Text shown:
************
Yep. The only app today is going to gain something from the team upgrade
 
Agreed. I can see the argument for the S cycle, but the "normal" cycle has been really incredible since the 4. The performance improvements have been bigger with the S, but the normal cycle gets performance bumps and the new design. I definitely get a much worse case of upgrade fever when the new design comes, particularly now that larger phones are out.

In two years the 7 will get all of the upgrades of 6S, and perhaps they'll be able to put TouchID into part of the touchscreen itself and drop the physical home button to shorten the phone.

Yeah, if the 5s didn't have Touch ID I think I would have waited 1 more year, it's not like the 5 is suddenly terrible.
Touch ID on the screen omg, or imagine on the trackpad on macs. Will happen soon in some form.
 
I've thought that before too, but didn't think about the ramifications of having two apps running at the same time needing to keep within a certain constraint. That makes things more interesting for sure. How does a developer test their already extremely RAM limited app when you throw other potential apps into the mix?

An iOS app already is limited in terms of maximum memory it can use. My guess would be the limit won't change. This means the developer just has to make sure the app works fine in a 1GB device and two apps will coexists peacefully side-by-side with 2GB RAM.

The downside of this approach would be that in a single app mode the RAM will mostly be wasted because each app will not have access to extra RAM beyond the current limit. However given Apple's usual MO, I won't be surprised if Apple takes this route. On the other hand they can still give special access to the first party apps such as Safari to the extra RAM space.
 
I like rumors and all but guys, photos of RAM chips really mean nothing. Elpida has been making RAM chips for a long time now and actually has a rather large catalog of parts. Show us a logic board with the RAM chips on the board and maybe we will start to acknowledge the rumors.
 
If you truly understood how computers work you wouldn't be asking these questions.

The new iPhone 6 and 6+ have both been tested and rank among the fastest smartphones available. The same is expected to be true of the new iPads.

What do speed tests have to do with the need for RAM? Nothing really.
Besides an issue with page reloading tabs (of which it is in no way certain that it is attributable to a lack of RAM)
It isn't attributable to RAM in every case but it is in enough that it makes a huge difference.
there have been no wide-publicised issues with a lack of RAM for any application on iOS that I'm aware of.
Are you Rip Van Wrinkle or have you otherwise been out of touch for a long time? The lack of RAM problem has been well documented. Further if you get set up as a developer you can see how low RaM warnings impact apps. The lack of RAM isn't a figment of somebodies imagination, the need for RAM is no different on iOS than it is on another OS.
So what are you talking about? In what way would 4 Gb RAM make the iPad any faster or better performing?
You can't be serious. RAM impacts performance the same way it does every other OS out there. Beyond that the current shipping products with 1GB of RAM don't have 1GB or RAM to allocate to the app as there are system resources that have to occupy some of that RAM.
In stead of just repeating the same "we need more RAM" mantra, I would really like to have some insight into what people are missing here.

No what you need insight into is how computers work and what RAM does in a computing system. Then you need to understand what iOS apps have to go through to manage their RAM. You would benefit far more from educating your self than questioning the people expressing a valid need.
 
GeekBar ??

Now that is something i can get in in to :)
************
Dataset:

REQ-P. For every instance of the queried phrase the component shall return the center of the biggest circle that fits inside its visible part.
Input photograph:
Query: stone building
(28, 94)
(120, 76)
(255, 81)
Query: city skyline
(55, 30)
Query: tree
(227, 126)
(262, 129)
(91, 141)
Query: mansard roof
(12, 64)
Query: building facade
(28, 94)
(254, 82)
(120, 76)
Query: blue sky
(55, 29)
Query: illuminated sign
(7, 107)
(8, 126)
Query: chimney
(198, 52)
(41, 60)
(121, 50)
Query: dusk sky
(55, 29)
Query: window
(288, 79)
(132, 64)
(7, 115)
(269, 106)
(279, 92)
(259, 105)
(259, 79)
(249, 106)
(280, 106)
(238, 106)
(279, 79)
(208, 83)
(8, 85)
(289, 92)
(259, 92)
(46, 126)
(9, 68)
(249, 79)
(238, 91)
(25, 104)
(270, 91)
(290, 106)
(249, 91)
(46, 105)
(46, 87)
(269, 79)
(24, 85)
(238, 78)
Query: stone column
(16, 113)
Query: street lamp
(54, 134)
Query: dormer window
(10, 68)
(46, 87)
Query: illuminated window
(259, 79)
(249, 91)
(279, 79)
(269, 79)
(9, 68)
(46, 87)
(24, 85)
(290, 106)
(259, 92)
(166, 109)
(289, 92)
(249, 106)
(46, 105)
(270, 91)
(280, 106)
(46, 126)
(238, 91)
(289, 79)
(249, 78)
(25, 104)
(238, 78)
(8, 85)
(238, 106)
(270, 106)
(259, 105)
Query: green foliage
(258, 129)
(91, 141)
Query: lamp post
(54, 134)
************
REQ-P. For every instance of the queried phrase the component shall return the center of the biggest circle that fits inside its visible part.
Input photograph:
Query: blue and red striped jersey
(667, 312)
************
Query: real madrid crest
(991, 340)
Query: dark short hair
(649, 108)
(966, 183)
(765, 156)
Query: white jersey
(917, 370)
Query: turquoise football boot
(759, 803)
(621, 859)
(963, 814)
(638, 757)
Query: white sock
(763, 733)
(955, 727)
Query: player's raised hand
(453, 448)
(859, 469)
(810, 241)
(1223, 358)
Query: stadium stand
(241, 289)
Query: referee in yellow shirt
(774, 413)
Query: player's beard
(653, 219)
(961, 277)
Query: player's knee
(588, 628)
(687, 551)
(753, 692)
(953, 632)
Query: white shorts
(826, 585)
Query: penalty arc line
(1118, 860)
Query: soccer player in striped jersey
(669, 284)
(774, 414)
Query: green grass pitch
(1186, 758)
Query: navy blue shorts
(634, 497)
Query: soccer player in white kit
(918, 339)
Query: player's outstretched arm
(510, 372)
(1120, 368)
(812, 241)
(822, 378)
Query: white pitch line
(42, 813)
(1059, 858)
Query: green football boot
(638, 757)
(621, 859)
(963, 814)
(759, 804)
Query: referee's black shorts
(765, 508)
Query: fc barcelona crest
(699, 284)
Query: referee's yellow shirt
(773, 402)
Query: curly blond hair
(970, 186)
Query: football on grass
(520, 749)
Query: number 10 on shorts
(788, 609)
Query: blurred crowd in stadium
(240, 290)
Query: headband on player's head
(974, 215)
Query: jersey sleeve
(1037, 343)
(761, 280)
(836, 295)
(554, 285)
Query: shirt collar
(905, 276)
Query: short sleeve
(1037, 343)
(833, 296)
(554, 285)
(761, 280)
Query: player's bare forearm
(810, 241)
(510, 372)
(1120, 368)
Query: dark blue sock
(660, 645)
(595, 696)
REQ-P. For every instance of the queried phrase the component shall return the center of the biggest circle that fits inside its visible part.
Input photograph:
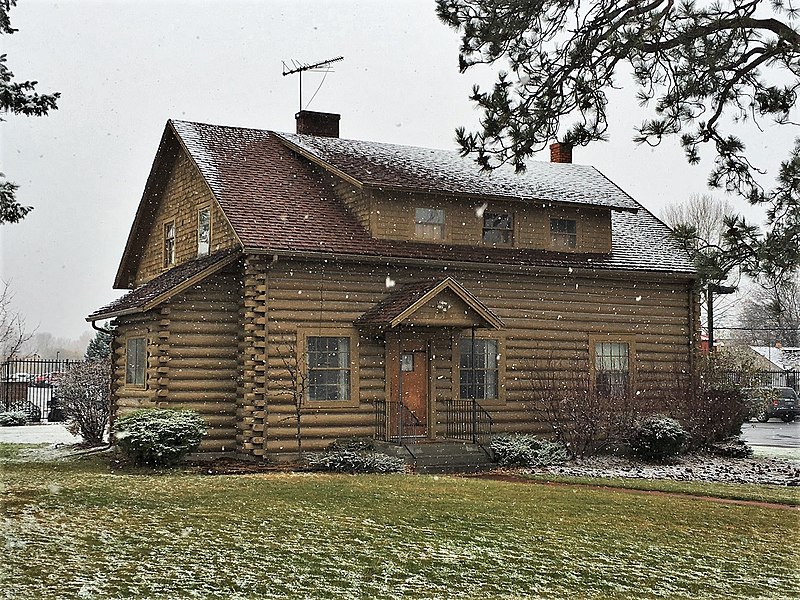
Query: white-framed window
************
Exercises to complete:
A - Reproduce everything in the forum discussion from "The downside of" down to "asking these questions.".
B - Summarize the forum discussion in two sentences.
C - According to the forum discussion, which company has been making RAM chips for a long time?
The items have no connection to the forum discussion.

Completed exercise:
A -
The downside of this approach would be that in a single app mode the RAM will mostly be wasted because each app will not have access to extra RAM beyond the current limit. However given Apple's usual MO, I won't be surprised if Apple takes this route. On the other hand they can still give special access to the first party apps such as Safari to the extra RAM space.
 
I like rumors and all but guys, photos of RAM chips really mean nothing. Elpida has been making RAM chips for a long time now and actually has a rather large catalog of parts. Show us a logic board with the RAM chips on the board and maybe we will start to acknowledge the rumors.
 
If you truly understood how computers work you wouldn't be asking these questions.

B - Commenters in the forum discussion weigh Apple's "normal" iPhone cycle, with its performance bumps and new design, against the S cycle, and one suggests Touch ID might move into the touchscreen. They also debate RAM: one guesses that a fixed per-app memory limit would let two apps coexist in 2GB, another says photos of RAM chips mean nothing, and a third insists that RAM affects iOS performance as it does on any other operating system.

C - Elpida